§ To be done: Rewrite the items starting at the beginning and ending at the line containing "x=240, y=354", with their requests. Multiply only the coordinates in the answers by 1.85 and round to whole numbers (halves up), and leave out the pictures.

§ Given data:

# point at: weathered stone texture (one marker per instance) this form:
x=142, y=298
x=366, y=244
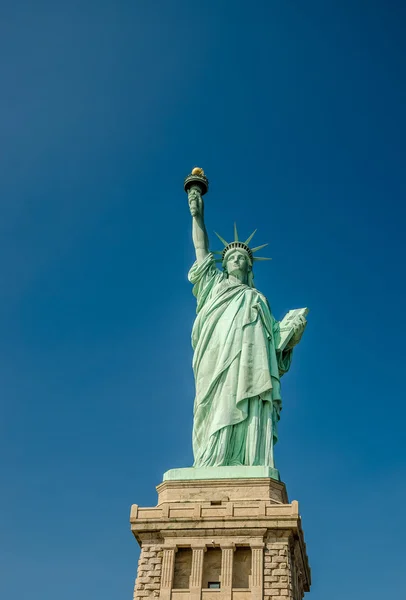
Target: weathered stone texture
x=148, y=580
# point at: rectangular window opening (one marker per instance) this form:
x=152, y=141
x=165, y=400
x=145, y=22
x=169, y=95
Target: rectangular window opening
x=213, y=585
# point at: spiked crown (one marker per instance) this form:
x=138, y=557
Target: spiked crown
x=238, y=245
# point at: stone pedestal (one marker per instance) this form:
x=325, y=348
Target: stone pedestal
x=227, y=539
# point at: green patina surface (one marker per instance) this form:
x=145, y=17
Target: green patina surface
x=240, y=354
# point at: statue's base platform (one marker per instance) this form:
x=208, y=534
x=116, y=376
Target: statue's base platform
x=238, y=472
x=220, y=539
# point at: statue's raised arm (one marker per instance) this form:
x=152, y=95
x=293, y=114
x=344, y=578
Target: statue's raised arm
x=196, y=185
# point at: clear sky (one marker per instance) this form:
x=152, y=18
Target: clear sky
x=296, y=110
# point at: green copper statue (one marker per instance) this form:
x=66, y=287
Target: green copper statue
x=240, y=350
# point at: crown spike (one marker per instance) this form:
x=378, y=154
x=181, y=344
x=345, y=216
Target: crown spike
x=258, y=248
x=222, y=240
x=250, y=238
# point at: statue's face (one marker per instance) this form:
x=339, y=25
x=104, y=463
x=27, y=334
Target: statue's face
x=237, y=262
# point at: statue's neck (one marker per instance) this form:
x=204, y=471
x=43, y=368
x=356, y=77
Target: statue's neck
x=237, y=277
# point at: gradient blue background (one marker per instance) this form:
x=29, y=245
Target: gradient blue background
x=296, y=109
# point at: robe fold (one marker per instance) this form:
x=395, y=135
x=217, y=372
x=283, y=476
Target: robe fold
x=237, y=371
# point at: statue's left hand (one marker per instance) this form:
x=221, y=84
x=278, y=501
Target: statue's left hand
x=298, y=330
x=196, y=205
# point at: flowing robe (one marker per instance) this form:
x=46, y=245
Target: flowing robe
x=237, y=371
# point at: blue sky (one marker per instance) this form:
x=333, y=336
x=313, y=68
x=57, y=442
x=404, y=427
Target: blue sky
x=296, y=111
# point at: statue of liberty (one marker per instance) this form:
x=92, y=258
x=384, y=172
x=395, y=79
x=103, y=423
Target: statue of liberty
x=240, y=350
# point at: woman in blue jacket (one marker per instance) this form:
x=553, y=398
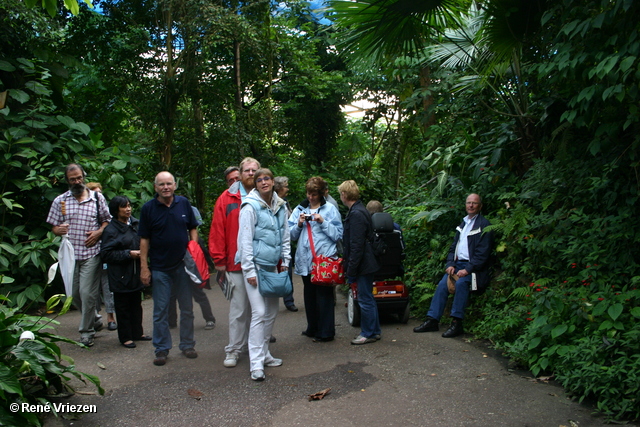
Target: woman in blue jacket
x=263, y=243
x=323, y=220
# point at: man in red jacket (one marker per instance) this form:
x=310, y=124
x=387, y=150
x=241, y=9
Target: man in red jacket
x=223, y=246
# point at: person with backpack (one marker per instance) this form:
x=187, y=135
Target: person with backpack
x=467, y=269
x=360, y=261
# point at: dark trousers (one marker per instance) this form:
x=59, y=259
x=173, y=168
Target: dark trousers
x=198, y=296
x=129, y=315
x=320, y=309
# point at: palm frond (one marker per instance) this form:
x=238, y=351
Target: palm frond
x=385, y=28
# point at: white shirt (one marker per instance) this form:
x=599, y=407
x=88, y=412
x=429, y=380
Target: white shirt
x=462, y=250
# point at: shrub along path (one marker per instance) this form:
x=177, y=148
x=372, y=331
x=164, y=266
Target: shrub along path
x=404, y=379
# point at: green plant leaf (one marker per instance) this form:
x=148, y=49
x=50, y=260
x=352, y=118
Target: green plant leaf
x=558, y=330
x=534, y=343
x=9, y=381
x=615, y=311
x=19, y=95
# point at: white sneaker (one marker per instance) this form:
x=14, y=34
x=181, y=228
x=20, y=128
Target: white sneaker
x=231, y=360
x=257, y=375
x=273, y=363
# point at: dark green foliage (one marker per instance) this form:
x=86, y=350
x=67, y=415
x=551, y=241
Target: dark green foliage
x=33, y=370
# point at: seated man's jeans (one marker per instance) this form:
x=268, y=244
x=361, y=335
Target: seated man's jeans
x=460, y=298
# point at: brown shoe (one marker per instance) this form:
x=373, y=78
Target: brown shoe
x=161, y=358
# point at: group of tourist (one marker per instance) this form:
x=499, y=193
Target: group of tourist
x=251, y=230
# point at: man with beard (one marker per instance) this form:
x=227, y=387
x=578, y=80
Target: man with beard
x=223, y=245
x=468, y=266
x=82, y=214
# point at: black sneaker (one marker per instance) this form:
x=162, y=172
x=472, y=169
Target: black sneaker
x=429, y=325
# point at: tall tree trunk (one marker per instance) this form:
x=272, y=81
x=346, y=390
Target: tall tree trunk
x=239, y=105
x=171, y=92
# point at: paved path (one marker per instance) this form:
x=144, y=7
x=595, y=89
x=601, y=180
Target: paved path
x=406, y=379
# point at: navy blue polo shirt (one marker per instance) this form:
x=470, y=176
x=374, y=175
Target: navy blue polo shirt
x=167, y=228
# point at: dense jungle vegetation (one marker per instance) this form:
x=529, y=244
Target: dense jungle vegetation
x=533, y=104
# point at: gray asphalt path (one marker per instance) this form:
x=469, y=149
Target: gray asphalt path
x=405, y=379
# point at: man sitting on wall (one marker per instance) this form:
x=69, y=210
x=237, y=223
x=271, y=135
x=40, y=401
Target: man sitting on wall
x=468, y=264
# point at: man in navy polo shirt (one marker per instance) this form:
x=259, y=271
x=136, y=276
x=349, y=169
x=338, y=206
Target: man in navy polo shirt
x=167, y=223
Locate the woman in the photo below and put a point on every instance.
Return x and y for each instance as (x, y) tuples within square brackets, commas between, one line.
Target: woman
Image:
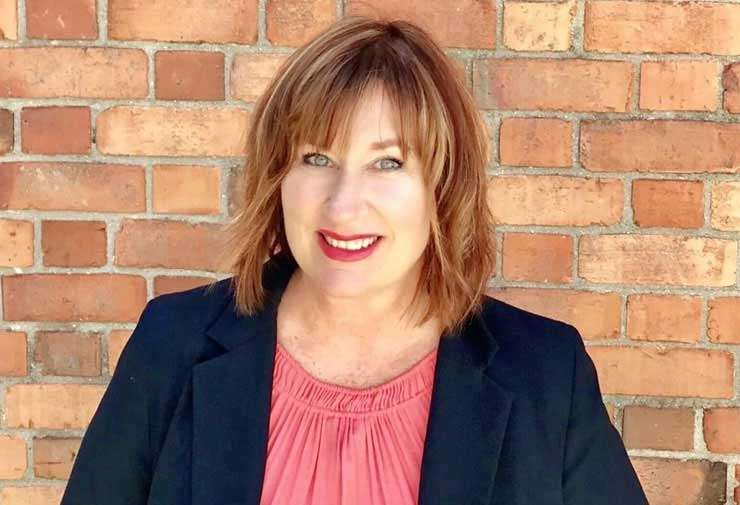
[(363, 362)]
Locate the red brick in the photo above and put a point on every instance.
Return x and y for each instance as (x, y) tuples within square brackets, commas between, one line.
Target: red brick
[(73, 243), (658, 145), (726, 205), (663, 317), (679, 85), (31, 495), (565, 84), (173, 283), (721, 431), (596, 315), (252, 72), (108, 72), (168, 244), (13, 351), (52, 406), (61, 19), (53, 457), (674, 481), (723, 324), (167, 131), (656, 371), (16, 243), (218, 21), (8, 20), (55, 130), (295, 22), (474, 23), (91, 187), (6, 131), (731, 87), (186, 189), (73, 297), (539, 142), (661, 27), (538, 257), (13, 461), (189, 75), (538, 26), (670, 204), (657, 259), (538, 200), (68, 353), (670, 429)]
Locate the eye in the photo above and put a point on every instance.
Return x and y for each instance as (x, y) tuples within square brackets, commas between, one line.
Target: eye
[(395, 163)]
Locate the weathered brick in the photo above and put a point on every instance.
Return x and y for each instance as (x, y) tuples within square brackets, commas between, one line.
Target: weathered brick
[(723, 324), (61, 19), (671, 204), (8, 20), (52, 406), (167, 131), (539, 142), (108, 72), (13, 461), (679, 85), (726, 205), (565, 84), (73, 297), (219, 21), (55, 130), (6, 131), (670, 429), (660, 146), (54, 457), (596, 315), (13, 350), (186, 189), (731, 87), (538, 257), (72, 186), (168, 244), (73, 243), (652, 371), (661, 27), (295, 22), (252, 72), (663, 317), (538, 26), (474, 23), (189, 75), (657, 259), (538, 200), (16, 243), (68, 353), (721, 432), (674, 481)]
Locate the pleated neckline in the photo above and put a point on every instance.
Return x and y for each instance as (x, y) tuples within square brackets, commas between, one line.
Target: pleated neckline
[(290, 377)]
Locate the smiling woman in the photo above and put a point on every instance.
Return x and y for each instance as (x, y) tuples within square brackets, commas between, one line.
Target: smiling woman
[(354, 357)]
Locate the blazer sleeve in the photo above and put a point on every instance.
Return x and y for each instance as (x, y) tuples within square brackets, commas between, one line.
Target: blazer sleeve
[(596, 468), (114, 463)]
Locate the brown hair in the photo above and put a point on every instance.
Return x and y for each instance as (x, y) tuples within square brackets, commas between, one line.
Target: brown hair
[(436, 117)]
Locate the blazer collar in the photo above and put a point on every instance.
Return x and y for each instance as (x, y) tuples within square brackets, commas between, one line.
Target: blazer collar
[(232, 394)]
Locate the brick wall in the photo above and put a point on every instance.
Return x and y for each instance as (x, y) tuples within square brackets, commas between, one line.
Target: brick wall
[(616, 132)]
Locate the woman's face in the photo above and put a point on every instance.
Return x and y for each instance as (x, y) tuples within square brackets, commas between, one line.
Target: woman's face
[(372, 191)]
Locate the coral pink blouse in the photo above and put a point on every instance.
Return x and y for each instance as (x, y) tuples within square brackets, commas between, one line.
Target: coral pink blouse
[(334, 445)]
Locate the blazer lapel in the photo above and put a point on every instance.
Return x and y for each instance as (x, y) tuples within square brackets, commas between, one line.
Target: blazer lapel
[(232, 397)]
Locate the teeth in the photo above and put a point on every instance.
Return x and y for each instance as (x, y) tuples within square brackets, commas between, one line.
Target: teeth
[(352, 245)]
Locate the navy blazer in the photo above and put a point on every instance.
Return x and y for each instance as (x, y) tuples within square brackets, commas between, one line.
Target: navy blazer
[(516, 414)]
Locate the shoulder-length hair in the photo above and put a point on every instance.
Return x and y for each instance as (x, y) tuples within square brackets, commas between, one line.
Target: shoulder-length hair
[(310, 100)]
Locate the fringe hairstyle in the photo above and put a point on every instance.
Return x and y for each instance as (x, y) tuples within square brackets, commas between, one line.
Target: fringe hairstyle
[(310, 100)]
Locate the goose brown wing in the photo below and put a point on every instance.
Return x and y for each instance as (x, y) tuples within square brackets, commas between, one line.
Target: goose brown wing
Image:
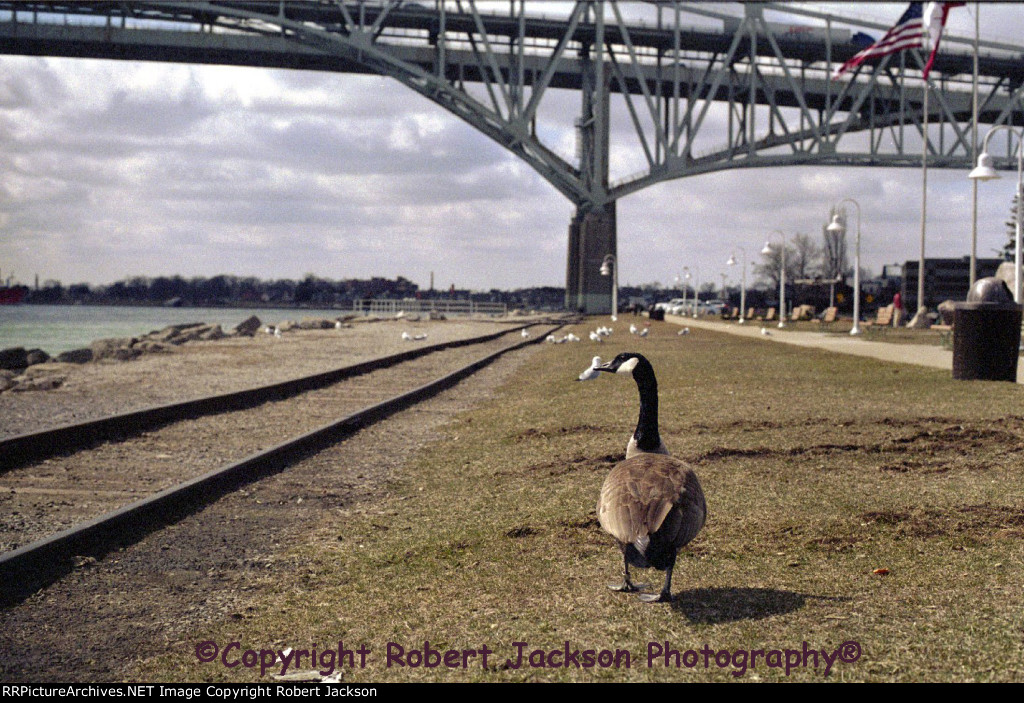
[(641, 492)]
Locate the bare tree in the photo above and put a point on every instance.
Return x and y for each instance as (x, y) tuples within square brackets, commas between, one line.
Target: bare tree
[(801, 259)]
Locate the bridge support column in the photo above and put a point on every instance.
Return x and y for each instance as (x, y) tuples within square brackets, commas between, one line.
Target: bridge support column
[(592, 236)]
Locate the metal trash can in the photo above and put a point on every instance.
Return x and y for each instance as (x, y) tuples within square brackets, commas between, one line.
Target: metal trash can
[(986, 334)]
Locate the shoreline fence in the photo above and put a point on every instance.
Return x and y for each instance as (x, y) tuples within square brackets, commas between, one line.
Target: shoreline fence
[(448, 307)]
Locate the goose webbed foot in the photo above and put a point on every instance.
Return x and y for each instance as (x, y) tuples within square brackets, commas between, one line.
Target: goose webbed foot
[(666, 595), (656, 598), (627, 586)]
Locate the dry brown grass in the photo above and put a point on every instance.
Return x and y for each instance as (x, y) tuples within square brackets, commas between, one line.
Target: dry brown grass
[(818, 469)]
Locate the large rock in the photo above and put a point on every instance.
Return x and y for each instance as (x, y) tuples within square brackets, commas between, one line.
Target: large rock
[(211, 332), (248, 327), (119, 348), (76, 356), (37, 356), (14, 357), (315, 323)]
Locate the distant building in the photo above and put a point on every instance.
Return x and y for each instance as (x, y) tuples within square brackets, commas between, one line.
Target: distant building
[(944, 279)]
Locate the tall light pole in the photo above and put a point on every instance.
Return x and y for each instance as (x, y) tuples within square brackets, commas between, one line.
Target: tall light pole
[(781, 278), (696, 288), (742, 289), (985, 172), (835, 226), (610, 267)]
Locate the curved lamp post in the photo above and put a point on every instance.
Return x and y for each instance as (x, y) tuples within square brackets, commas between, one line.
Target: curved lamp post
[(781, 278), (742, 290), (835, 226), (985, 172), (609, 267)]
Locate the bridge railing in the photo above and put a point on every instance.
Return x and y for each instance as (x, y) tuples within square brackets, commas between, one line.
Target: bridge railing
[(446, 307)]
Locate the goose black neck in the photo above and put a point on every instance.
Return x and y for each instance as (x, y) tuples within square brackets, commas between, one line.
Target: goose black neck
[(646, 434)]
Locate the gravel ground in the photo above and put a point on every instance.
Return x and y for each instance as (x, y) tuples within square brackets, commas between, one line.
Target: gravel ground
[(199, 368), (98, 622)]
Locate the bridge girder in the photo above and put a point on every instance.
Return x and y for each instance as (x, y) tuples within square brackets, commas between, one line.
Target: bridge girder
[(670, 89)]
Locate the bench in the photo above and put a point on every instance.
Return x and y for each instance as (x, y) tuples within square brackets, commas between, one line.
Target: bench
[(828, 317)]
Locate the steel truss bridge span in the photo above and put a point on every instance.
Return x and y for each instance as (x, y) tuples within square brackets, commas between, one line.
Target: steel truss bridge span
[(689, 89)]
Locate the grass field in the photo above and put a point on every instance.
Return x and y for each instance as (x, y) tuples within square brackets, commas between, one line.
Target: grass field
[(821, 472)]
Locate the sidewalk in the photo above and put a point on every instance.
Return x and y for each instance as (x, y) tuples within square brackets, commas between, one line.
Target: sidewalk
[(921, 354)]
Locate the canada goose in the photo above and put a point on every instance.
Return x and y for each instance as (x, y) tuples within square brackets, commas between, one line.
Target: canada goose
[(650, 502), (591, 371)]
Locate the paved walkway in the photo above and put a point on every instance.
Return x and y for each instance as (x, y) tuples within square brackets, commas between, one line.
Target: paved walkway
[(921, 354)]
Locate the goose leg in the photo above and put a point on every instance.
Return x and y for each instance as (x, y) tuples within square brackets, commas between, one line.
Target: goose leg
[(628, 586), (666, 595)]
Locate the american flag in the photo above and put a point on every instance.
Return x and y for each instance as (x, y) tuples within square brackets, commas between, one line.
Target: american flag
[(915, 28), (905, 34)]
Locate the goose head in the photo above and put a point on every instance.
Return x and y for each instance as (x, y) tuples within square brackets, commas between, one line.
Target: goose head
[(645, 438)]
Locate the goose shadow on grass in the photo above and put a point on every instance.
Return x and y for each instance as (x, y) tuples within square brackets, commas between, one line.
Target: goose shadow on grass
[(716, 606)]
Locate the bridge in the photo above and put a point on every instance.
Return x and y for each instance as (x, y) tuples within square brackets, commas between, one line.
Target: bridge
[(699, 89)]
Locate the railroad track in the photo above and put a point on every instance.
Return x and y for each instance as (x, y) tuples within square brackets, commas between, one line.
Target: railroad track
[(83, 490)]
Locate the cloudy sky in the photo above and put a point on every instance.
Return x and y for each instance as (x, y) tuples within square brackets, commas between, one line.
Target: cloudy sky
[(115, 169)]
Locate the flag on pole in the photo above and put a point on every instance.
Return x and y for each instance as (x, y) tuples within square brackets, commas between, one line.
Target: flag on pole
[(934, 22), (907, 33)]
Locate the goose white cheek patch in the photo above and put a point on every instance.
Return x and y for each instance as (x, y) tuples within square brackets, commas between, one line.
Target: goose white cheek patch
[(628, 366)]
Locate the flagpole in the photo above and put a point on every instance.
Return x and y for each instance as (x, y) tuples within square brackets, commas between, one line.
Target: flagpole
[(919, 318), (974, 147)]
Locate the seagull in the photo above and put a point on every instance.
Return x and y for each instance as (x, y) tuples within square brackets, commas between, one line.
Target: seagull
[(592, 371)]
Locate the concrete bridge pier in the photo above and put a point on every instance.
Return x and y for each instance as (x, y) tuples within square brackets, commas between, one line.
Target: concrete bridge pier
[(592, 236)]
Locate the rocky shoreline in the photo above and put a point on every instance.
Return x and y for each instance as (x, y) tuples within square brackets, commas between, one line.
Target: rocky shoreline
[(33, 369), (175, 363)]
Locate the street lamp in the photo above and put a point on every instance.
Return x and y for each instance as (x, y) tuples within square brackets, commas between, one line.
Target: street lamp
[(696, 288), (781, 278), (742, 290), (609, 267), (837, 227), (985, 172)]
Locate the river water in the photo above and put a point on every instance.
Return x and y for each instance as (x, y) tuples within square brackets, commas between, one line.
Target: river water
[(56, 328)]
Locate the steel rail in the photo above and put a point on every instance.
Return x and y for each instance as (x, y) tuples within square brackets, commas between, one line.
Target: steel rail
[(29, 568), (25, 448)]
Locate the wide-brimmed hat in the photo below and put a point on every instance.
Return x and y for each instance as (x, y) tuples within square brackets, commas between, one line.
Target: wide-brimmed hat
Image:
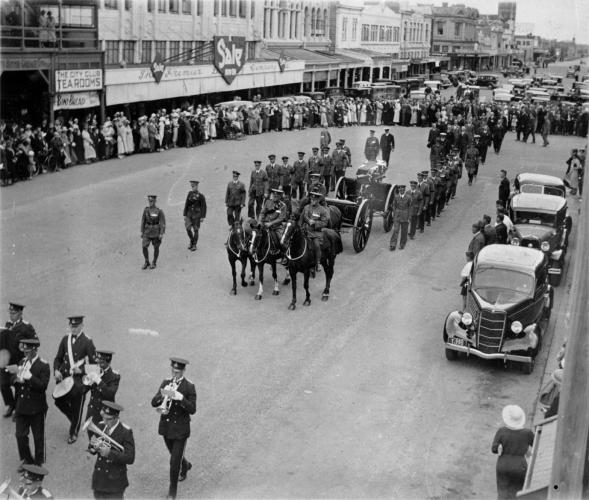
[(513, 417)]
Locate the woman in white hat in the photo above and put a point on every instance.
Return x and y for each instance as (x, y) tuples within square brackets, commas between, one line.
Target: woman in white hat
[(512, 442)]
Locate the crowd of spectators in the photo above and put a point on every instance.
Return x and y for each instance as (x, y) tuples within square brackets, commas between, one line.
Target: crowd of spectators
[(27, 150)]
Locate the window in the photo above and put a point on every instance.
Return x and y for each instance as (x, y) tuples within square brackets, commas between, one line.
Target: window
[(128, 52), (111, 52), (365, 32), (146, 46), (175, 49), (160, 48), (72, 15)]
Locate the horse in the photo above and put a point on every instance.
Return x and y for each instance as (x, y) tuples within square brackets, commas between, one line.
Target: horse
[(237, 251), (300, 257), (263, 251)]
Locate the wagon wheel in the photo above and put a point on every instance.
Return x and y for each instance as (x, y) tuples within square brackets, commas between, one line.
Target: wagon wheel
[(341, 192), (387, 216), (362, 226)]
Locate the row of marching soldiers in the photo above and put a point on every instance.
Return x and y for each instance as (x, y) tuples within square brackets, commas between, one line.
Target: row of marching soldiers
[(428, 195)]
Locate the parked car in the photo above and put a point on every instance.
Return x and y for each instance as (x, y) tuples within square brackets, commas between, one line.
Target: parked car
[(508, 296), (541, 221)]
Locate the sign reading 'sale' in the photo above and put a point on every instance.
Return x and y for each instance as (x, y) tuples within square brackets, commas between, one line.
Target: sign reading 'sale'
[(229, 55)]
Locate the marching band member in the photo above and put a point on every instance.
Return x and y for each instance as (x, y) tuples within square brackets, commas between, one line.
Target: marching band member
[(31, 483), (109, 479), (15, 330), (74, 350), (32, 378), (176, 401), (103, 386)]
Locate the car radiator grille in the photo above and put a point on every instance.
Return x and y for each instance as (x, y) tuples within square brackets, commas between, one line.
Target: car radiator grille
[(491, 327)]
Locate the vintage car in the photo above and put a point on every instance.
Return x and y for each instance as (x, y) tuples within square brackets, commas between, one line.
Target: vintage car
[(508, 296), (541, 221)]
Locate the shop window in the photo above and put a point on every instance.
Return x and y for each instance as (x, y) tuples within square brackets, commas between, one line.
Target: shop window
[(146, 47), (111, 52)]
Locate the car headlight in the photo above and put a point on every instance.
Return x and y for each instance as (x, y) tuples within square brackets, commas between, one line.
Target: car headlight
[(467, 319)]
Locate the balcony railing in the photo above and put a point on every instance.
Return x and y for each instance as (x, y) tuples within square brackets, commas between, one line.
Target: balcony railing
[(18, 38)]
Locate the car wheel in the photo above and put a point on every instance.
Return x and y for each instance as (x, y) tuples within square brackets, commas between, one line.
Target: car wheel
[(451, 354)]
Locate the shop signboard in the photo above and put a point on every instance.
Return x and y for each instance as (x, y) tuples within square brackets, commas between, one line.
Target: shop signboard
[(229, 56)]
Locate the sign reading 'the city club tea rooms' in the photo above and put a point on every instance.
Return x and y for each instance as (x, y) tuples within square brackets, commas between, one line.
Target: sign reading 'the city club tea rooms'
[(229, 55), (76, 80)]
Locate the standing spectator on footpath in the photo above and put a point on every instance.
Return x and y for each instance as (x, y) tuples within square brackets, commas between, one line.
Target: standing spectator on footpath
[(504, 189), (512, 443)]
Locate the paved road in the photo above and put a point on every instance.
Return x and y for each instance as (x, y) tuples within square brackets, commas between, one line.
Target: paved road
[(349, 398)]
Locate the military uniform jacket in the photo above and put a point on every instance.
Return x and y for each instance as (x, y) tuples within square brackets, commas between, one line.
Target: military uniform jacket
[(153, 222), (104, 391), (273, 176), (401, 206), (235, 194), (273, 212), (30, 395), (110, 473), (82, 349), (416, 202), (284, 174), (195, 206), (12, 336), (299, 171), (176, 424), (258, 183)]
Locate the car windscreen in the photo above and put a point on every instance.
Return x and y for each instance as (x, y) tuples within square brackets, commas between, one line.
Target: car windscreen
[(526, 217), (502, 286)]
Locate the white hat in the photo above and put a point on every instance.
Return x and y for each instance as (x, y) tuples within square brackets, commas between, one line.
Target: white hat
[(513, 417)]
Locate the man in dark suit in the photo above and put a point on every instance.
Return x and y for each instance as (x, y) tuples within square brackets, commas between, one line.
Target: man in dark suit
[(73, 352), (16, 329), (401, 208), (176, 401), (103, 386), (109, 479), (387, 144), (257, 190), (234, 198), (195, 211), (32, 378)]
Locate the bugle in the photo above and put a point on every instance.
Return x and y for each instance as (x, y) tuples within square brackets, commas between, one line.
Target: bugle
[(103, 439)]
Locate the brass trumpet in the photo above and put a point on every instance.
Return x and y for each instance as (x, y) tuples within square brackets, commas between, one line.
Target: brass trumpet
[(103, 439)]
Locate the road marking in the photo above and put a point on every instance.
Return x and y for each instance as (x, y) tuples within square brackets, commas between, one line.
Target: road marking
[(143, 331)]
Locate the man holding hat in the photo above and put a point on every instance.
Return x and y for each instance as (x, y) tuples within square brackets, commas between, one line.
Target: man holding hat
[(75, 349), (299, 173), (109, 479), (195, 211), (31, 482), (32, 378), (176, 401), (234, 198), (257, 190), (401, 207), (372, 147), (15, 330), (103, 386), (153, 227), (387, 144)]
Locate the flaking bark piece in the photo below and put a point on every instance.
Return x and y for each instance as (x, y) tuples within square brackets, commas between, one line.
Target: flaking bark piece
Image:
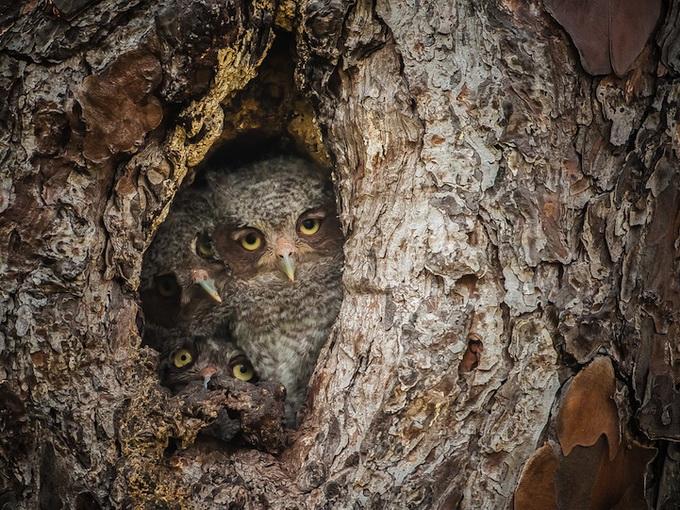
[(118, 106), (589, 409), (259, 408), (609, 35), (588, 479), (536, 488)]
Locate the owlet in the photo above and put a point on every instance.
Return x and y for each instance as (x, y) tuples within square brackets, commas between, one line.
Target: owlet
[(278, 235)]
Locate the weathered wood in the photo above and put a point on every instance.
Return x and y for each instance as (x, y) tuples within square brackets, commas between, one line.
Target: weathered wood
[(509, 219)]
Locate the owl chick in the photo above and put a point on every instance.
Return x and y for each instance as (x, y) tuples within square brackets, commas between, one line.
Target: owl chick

§ Response below:
# point at: weathered stone texture (one marker per instance) this form:
x=142, y=298
x=366, y=244
Target: weathered stone texture
x=274, y=1073
# point at: rectangular window opening (one marker per instance) this form:
x=152, y=141
x=165, y=400
x=145, y=22
x=169, y=95
Target: rectangular window opening
x=394, y=1082
# point at: spiked crown (one marker per instance) this form:
x=138, y=557
Target: spiked crown
x=440, y=453
# point at: stone pedestal (one marker per instance) this form:
x=325, y=348
Target: stone pedestal
x=420, y=997
# point at: green patina surface (one marker per instance) this form:
x=145, y=17
Target: green patina surface
x=444, y=655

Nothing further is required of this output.